- _Description of the task_
Please reproduce every entry, keeping each one exact.

- _The data_
= Beginning of Section =

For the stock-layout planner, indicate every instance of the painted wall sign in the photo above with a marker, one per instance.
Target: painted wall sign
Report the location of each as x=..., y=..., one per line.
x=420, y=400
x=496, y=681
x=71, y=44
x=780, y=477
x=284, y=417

= End of Section =

- _Task solution_
For the stock-layout planner, indicate every instance of the painted wall sign in the photo above with a marker, one per instance.
Target: painted wall sign
Report the location of each as x=..., y=..., one per line.
x=420, y=400
x=496, y=681
x=71, y=44
x=780, y=477
x=284, y=417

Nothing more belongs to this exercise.